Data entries
● ● ● ● ● ● ●

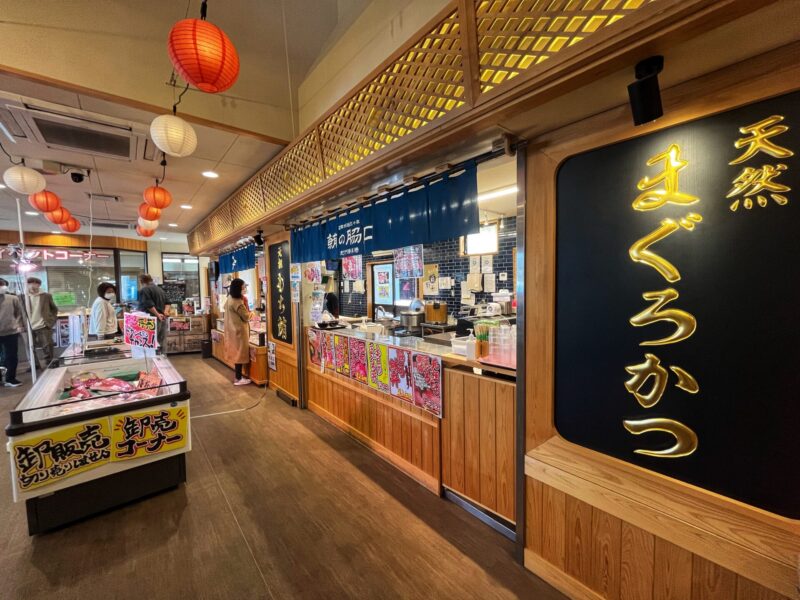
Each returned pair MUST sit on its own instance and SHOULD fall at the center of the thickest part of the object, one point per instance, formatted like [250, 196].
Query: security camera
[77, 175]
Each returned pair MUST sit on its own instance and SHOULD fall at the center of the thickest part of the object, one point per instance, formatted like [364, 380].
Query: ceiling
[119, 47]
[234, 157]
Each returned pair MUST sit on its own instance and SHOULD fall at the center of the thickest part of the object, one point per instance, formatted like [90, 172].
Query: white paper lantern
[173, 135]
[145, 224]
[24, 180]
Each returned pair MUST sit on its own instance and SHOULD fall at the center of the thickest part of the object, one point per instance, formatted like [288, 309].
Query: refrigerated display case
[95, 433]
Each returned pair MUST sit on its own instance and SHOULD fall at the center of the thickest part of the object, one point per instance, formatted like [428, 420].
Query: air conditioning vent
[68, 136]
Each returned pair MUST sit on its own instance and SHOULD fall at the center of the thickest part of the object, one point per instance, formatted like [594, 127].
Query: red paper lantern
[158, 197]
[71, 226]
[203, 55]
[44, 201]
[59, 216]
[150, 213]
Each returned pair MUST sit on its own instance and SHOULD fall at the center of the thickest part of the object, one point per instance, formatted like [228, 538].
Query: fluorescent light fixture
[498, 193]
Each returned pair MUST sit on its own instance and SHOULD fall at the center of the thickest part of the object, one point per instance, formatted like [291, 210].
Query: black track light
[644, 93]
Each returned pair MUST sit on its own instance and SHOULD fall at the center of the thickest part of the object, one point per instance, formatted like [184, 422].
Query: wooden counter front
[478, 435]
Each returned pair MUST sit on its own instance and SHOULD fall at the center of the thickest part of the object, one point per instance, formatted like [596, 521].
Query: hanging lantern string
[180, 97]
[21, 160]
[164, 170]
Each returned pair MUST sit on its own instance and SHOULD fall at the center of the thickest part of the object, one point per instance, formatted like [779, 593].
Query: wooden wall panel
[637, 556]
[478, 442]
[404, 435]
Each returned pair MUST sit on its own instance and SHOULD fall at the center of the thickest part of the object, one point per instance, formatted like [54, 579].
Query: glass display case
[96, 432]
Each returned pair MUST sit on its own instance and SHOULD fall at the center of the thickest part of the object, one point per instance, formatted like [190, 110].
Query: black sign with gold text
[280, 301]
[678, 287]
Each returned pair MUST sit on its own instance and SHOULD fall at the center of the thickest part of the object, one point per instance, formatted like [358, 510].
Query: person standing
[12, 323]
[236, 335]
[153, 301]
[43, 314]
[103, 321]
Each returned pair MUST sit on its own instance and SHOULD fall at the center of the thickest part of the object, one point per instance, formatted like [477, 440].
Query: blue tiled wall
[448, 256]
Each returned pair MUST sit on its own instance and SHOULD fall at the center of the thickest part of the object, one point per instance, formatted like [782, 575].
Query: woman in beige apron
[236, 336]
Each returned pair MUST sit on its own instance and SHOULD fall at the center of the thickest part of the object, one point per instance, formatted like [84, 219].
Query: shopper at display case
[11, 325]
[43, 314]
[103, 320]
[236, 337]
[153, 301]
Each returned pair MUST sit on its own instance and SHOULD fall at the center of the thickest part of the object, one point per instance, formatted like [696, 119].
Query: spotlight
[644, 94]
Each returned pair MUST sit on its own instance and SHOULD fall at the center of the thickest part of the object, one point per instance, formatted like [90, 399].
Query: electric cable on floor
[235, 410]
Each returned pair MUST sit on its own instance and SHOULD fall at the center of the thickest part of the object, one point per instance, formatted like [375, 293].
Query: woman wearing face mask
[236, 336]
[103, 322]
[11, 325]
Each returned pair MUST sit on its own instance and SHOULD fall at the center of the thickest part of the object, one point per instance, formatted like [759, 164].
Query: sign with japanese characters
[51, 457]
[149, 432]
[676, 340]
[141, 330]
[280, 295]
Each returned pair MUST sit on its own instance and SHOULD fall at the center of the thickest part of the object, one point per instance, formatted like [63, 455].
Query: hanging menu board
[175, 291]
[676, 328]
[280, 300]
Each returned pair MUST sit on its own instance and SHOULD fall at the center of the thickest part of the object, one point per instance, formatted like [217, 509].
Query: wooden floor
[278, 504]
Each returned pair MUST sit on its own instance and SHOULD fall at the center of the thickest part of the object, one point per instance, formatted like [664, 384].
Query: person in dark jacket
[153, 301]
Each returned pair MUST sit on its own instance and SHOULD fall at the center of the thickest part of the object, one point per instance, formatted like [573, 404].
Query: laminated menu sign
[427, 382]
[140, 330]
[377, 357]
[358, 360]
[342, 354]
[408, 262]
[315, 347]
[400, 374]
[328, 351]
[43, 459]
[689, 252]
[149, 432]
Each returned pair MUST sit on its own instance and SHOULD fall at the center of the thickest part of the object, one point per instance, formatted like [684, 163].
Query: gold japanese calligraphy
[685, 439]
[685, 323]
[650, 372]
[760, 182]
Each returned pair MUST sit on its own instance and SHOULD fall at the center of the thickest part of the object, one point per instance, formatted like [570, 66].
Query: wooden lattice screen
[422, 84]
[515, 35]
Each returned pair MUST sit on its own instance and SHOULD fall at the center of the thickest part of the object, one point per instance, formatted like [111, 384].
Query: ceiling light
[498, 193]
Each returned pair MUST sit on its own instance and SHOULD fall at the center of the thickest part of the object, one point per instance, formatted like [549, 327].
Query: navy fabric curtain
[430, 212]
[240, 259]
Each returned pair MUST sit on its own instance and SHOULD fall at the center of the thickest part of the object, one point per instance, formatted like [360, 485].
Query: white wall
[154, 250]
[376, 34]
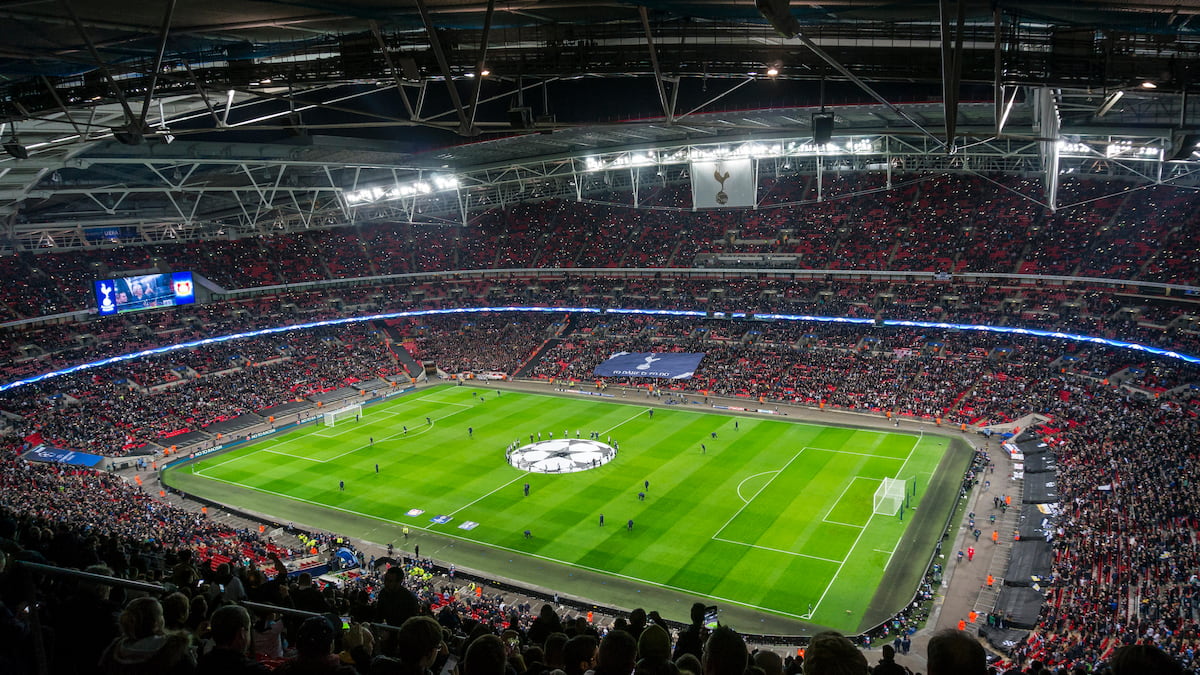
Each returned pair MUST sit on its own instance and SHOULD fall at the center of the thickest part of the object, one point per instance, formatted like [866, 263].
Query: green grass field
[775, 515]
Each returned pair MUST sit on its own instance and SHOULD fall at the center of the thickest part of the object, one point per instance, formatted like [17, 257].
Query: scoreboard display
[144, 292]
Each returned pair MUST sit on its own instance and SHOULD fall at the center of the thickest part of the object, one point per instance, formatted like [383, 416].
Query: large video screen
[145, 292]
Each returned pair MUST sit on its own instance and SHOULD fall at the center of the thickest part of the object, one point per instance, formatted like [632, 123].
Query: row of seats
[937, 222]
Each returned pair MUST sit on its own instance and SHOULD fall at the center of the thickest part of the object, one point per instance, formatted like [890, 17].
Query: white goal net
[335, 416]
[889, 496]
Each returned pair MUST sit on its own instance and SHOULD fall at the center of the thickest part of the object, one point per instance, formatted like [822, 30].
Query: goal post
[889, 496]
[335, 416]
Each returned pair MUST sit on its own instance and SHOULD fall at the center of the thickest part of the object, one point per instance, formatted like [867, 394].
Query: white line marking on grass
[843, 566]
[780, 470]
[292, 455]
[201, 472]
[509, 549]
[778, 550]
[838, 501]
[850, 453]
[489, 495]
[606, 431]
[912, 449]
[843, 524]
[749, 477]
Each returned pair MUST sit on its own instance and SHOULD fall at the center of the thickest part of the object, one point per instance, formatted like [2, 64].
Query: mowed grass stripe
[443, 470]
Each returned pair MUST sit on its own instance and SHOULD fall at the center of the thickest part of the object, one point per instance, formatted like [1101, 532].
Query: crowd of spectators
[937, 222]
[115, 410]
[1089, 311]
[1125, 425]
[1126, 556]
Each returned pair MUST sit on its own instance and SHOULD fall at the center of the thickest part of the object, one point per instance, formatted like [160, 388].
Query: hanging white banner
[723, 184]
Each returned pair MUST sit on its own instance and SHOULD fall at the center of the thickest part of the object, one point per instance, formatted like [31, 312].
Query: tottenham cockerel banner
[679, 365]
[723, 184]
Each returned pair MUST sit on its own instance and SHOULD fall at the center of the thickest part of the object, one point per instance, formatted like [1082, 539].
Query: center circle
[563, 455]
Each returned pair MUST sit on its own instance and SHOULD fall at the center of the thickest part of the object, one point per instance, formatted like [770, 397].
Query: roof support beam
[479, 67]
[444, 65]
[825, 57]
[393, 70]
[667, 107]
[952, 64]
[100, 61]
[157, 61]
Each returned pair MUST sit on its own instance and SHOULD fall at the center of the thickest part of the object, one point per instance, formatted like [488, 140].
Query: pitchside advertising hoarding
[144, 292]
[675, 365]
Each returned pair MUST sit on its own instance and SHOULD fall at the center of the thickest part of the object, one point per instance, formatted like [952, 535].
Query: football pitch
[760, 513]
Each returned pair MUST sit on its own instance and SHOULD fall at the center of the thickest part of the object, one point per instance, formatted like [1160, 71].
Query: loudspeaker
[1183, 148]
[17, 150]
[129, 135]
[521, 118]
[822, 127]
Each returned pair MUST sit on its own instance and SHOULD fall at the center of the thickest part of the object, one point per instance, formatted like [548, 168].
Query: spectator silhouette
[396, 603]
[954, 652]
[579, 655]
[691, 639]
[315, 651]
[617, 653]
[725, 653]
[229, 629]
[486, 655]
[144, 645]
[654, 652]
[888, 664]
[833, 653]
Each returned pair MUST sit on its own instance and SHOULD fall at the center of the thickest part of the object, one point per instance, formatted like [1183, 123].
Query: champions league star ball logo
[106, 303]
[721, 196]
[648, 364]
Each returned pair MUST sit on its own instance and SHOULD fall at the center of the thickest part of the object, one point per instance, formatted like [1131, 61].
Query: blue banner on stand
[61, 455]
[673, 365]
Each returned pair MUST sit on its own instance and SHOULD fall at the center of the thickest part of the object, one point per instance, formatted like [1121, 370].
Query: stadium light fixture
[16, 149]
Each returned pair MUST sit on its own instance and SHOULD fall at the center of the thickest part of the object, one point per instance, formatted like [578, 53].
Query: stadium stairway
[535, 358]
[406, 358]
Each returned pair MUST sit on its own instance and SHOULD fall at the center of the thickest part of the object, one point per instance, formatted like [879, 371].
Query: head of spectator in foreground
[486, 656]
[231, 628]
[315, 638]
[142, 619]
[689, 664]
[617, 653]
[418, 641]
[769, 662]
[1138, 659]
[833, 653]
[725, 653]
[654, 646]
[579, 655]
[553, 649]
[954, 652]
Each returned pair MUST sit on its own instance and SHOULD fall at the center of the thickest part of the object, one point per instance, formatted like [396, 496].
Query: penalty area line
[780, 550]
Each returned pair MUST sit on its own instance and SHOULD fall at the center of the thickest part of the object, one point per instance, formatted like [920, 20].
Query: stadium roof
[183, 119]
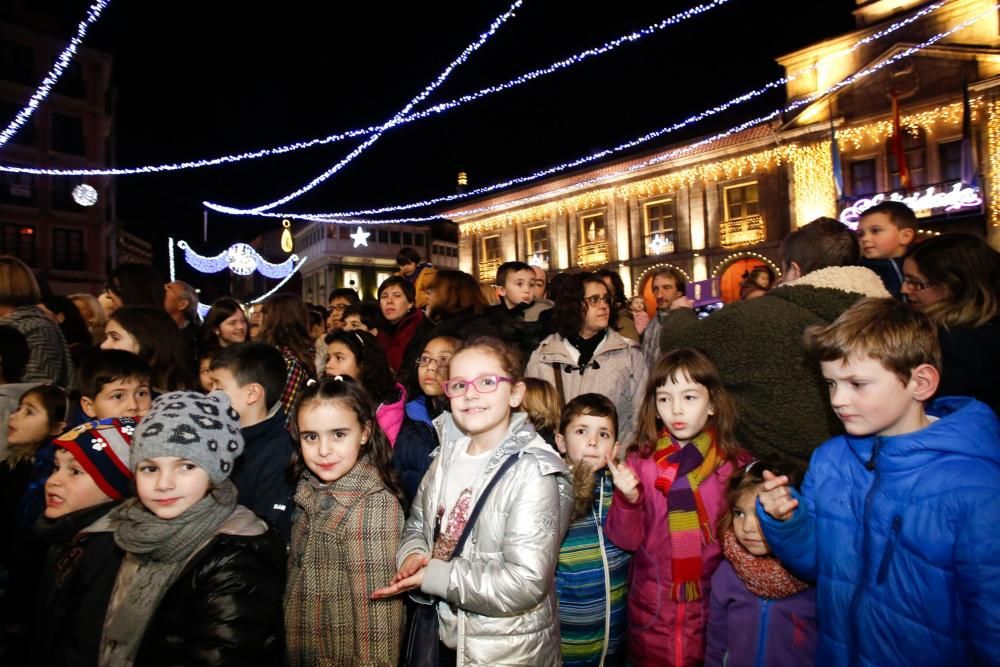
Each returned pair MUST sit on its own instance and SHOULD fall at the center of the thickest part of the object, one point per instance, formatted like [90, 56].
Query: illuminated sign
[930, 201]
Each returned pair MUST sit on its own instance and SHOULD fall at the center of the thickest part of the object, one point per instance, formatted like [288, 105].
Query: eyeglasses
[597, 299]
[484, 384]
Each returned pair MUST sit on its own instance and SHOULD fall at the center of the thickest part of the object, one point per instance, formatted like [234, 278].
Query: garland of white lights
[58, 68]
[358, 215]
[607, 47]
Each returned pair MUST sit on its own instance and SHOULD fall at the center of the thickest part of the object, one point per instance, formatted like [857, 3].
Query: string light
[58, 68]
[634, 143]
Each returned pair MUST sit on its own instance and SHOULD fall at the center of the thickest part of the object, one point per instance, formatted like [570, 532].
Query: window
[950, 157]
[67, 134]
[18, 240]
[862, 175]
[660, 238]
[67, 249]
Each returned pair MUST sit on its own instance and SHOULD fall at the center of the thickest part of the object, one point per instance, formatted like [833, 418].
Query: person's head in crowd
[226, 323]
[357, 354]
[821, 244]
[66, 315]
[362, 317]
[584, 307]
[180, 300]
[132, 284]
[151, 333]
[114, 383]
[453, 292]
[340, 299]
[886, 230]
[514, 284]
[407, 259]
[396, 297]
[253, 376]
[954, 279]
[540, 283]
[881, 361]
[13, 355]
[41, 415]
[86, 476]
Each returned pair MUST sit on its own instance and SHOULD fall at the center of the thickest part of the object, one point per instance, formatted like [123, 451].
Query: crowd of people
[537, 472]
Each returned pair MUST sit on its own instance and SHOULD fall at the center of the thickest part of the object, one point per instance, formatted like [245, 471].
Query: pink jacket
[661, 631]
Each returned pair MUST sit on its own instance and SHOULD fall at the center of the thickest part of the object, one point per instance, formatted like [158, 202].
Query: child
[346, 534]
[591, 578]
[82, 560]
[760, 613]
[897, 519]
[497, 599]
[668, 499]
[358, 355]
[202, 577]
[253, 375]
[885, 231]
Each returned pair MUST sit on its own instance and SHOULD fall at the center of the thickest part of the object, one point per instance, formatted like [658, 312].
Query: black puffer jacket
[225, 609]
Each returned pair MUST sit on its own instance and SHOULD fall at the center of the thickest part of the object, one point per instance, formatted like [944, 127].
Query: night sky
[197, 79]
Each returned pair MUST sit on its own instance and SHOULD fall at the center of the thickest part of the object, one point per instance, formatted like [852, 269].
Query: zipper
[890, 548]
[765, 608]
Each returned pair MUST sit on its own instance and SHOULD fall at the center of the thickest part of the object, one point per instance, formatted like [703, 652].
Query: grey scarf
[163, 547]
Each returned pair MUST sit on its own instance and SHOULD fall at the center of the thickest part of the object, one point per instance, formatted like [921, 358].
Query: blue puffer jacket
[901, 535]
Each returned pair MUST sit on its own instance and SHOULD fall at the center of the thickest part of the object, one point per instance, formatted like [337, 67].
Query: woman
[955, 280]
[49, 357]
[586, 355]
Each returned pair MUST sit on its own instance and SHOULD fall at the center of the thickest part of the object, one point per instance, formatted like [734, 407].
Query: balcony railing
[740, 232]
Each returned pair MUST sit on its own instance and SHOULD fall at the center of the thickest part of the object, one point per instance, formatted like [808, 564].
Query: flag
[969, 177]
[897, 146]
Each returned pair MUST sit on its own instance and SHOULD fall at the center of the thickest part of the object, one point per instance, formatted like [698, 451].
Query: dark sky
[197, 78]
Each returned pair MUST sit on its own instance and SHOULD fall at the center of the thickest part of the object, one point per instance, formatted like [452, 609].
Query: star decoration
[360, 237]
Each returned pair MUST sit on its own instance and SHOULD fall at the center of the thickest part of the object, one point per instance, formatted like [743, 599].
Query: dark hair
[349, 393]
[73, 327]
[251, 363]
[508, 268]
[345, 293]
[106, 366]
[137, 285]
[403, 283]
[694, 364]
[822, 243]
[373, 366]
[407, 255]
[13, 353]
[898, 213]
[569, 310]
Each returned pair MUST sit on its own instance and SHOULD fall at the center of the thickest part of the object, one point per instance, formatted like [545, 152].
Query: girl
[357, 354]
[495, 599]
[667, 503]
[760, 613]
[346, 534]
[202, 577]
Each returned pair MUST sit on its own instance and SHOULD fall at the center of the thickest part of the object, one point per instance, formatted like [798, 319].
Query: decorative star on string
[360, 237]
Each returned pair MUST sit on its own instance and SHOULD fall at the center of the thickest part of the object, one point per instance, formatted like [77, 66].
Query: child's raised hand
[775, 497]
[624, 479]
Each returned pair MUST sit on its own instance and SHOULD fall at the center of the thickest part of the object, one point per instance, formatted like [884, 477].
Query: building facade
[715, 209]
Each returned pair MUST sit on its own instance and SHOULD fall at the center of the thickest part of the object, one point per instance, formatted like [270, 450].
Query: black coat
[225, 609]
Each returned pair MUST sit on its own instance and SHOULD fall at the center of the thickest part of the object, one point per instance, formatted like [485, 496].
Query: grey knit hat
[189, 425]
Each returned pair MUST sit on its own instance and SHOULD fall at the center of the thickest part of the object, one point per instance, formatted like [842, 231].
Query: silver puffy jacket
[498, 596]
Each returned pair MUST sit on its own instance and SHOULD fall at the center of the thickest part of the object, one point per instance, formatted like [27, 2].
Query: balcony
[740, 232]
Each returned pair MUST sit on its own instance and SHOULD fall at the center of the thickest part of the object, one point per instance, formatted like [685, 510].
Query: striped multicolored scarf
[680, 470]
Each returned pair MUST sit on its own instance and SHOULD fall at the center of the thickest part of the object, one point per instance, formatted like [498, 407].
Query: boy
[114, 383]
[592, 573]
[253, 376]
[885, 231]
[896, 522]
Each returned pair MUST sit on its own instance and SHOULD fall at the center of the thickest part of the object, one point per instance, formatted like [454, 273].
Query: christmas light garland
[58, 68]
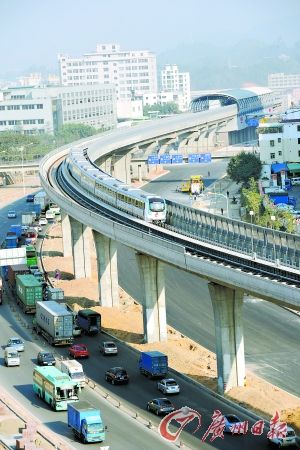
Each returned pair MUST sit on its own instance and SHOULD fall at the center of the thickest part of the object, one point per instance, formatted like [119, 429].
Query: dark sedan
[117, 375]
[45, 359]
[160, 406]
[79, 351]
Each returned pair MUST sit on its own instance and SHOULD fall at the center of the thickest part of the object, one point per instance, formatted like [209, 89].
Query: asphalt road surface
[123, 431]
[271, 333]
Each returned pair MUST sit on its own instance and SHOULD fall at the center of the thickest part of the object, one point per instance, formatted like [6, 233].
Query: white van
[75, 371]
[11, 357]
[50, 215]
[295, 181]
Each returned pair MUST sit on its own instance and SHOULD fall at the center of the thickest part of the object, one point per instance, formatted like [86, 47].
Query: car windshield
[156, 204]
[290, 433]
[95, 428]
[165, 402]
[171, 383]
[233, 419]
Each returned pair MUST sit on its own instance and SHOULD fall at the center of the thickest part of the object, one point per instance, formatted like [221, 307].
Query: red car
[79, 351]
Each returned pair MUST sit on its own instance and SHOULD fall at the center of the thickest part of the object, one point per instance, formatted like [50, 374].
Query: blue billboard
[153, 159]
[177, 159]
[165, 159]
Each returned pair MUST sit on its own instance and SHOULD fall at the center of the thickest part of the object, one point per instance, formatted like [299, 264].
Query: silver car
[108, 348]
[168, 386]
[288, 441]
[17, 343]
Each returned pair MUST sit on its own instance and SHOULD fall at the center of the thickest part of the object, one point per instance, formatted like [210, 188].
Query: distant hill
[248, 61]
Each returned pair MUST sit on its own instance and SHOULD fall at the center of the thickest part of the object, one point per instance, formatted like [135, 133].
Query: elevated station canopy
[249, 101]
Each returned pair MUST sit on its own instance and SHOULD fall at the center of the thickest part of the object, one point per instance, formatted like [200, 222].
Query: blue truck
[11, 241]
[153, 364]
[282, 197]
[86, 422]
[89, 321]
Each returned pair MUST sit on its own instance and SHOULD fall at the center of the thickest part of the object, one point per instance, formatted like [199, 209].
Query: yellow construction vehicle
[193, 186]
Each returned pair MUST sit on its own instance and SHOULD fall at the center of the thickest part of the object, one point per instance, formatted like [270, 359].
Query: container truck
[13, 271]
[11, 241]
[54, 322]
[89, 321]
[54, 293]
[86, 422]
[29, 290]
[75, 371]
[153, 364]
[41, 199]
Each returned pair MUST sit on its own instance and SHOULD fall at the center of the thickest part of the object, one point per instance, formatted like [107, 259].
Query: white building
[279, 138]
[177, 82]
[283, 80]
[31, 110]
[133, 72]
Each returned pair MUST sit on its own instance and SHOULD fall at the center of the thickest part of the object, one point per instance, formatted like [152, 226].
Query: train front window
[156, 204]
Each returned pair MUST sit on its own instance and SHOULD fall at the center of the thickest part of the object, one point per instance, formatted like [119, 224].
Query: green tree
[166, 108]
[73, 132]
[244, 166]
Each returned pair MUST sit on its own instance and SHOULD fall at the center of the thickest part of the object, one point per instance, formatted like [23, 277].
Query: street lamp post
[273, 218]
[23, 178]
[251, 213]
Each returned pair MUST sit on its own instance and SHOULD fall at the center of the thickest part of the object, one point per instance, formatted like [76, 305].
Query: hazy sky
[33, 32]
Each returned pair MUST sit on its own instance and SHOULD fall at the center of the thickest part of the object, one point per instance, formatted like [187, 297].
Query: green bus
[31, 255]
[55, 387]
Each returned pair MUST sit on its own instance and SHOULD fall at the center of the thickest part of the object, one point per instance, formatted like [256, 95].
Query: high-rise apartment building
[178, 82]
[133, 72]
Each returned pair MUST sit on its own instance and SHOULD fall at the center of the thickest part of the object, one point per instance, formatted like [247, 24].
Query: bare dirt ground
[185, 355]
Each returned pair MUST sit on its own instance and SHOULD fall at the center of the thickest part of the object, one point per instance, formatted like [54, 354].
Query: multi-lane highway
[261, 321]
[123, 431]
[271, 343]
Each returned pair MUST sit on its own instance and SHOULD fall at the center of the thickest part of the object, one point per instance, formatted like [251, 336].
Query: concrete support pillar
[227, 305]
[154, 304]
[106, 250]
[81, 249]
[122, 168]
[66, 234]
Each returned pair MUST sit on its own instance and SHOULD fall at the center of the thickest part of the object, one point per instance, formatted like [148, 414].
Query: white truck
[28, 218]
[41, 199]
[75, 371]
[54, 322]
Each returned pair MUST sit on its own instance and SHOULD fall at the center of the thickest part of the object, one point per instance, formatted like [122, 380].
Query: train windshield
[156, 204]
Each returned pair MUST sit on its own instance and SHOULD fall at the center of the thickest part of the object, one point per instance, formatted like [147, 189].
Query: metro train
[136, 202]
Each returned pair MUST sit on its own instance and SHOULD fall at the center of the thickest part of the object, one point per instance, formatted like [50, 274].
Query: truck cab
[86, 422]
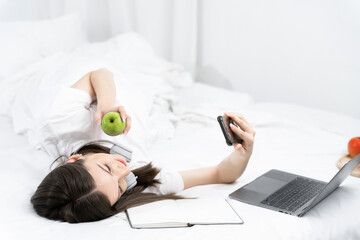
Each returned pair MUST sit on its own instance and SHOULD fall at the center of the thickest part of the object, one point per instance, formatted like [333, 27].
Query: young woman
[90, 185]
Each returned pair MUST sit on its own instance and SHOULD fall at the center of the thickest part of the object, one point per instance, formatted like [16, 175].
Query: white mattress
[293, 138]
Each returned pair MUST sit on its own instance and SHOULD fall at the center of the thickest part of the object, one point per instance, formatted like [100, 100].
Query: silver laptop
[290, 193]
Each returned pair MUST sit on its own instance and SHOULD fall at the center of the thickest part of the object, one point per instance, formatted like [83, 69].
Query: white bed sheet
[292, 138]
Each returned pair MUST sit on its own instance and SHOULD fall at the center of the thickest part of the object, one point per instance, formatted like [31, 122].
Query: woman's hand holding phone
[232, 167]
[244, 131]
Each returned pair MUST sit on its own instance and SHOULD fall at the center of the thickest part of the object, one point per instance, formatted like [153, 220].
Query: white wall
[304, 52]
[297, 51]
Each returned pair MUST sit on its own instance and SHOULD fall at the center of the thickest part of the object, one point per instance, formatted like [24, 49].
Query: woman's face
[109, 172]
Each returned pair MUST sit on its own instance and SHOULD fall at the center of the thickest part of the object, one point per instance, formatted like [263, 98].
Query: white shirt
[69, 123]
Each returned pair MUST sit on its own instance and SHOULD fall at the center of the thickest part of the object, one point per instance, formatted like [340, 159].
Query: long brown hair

● ● ● ● ● ● ●

**Exercise prompt:**
Of all the entries above, output exactly the lines between the one holding "like [256, 95]." and the one holding "like [50, 274].", inclusive.

**Task output:**
Each returned pair MUST sit on its own instance and SHOULD fall at the center of the thickest part of the object, one point per instance, formatted like [256, 95].
Query: high-rise apartment building
[178, 82]
[133, 72]
Each returned pair MUST sit on its own instance and SHOULD fall at the center of the thickest part of the object, one point per instance, formatted like [247, 24].
Query: bare dirt ground
[185, 355]
Each returned pair MUST sit on its own instance and SHOULD fall at the center of the thickest part of the object, one point per instance, formatted like [54, 354].
Query: multi-lane highway
[261, 321]
[123, 431]
[271, 343]
Each returned pair MUST sit on its own instance and SHOULD fall at the center of the thickest part of the object, one point per instance, formatted like [251, 336].
Query: concrete support pillar
[227, 305]
[154, 304]
[106, 250]
[81, 249]
[122, 168]
[66, 234]
Each returned pair MUST sit on its own instance and SHOULD fall at the center of the thickest part of the object, one point per instance, formatted like [148, 414].
Query: white truck
[28, 218]
[41, 199]
[75, 371]
[54, 322]
Each returned pair MUST sit on its own instance and SHOULD fall at the center of the thickest part of the object, one point per instance, formatted like [122, 380].
Query: train windshield
[156, 204]
Each returned pair MUST sit on its own instance and SHOULD fall at the center of the thickest part of the object, one point per instance, formatted like [147, 189].
Query: metro train
[136, 202]
Each returned pair MUST sit on its own instance and SHOULD fall at the center of the thickest part of the object, one point per instance, formatted like [50, 274].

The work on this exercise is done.